-- QUOTED PASSAGE --

◆ ◆ ◆ ◆ ◆ ◆ ◆

On the Iraqi side, the country’s Parliament, furious over the American airstrikes in Iraq that killed an Iranian military leader and several Iraqi officials, passed a resolution in January demanding the withdrawal of American forces.
On Monday, the influential nationalist Shiite cleric, Moktada al-Sadr, called on the United States to withdraw and end its “aggressive and highhanded behavior toward the world.”
The Iraqi government has not acted on the parliamentary resolution, which was nonbinding, and the Iraqi military is reluctant to have the American troops leave altogether. While the Iraqis say they can do the fighting on the ground themselves, they say they still need help in reconnaissance, air support and training.
The talks starting Thursday, which last occurred in 2018, will touch on “all strategic issues between our two countries,” Secretary of State Mike Pompeo said in announcing them in April, including the presence of the American forces and “how best to support an independent and sovereign Iraq.”
But hovering over the discussion is a third country, Iran, which wields powerful influence in Iraq that the United States wants to to see reduced.
The United States would like to see diminished economic ties between Iraq and Iran, and less Iranian influence over the Iraqi security forces, while Iraq would like stronger guarantees that the United States will not provoke a conflict with Iran on Iraqi soil.
The two countries came perilously close to war after the American airstrike that killed Maj. General Qassim Suleimani, the head of Iran’s elite Quds Force, at the Baghdad airport in January.
In addition to discussion of the American military presence, the strategic talks, which will be conducted online and are expected to continue for several months, will also cover energy and the economy.
The Americans want to help expand Iraq’s oil and gas industry, at least partly to help wean Iraq off Iranian energy. Iraq, which has the world’s fifth-largest proven crude oil reserves, often relies on Iran for gas and electricity.

◆ ◆ ◆ ◆ ◆ ◆ ◆

-- STATED EXERCISE 1 --
Reproduce the lines of the records verbatim, starting at the line containing "of the blurred" and ending at the line containing "[[[15,98],[4,89],[0,88],[0,118],[10,116],[16,111]]]".
-- STATED EXERCISE 2 --
Pick up the text on US-Iraq strategic talks where it stops and write the next few sentences.
The records below are unrelated to the text about US-Iraq talks.

-- TASK MATERIAL --
◆ ◆ ◆ ◆ ◆ ◆ ◆

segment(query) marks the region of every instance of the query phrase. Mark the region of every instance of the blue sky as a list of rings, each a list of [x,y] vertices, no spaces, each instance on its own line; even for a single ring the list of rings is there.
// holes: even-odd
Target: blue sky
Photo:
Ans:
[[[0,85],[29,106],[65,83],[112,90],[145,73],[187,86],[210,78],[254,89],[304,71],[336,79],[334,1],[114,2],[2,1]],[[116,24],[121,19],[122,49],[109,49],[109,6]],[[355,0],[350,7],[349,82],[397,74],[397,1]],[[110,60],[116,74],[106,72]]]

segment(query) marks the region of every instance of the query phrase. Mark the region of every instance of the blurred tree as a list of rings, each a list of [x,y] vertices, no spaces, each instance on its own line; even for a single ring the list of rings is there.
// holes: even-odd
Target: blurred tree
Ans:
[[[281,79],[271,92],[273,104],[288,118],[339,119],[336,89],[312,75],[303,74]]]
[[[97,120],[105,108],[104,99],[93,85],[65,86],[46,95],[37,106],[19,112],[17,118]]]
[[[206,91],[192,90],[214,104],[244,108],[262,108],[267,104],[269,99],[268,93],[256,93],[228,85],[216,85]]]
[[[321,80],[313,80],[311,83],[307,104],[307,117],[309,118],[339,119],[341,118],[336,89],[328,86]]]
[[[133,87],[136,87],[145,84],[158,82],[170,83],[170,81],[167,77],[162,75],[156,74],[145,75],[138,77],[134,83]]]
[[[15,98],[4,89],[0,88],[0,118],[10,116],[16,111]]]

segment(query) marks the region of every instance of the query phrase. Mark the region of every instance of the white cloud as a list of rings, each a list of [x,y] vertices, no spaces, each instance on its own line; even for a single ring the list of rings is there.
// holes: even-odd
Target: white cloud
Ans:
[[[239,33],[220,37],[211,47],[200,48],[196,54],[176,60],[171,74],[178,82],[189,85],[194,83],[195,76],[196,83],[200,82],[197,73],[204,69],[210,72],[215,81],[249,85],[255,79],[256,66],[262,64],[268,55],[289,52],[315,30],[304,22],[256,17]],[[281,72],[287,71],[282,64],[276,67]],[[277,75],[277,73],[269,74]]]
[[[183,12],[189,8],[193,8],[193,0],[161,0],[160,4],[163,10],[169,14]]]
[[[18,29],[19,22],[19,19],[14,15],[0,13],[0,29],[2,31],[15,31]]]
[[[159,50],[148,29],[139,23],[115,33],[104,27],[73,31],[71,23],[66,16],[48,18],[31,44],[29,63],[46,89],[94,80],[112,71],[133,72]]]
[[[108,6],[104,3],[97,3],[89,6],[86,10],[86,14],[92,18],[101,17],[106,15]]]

◆ ◆ ◆ ◆ ◆ ◆ ◆

-- EXERCISE RESPONSE 1 --
segment(query) marks the region of every instance of the query phrase. Mark the region of every instance of the blurred tree as a list of rings, each a list of [x,y] vertices, no spaces, each instance on its own line; even for a single ring the list of rings is there.
// holes: even-odd
Target: blurred tree
Ans:
[[[281,79],[271,92],[273,104],[288,118],[339,119],[336,89],[312,75],[303,74]]]
[[[97,120],[105,108],[104,99],[93,85],[65,86],[46,95],[37,106],[19,112],[17,118]]]
[[[206,91],[192,90],[214,104],[244,108],[262,108],[267,104],[269,99],[268,93],[256,93],[228,85],[216,85]]]
[[[321,80],[313,80],[311,83],[307,104],[307,117],[309,118],[339,119],[341,118],[336,89],[328,86]]]
[[[133,87],[136,87],[145,84],[158,82],[170,83],[170,81],[167,77],[162,75],[156,74],[145,75],[138,77],[134,83]]]
[[[15,98],[4,89],[0,88],[0,118],[10,116],[16,111]]]

-- EXERCISE RESPONSE 2 --
The Iraqi purchases help undermine the American sanctions, which are aimed at placing “maximum pressure” on Iran to force it to accept a new nuclear agreement and meet other American demands.
A priority for all three countries is eradicating the Islamic State, a Sunni terrorist group that at its peak controlled territory the size of Britain straddling Iraq and Syria.
A four-year battle by a combination of American, Kurdish and Iranian-backed forces drove ISIS from the territory, leading President Trump to declare victory over the group last year. The battlefield losses decimated its command and control and sharply reduced its attacks in Iraq and Syria.
But the attacks began to rebound over the last year and have increased steadily since the middle of 2019, according to data compiled by Michael Knights and Alex Almeida of the Washington Institute for Near East Policy.
“The U.S. is looking in the wrong place if they are looking for the attacks we saw in 2014, if they are looking for mass casualties in cities, but the fact that ISIS hasn’t done that is a choice,” Mr. Knights said. In addition to small-scale attacks, ISIS is “trying to create rural bastions,” he said.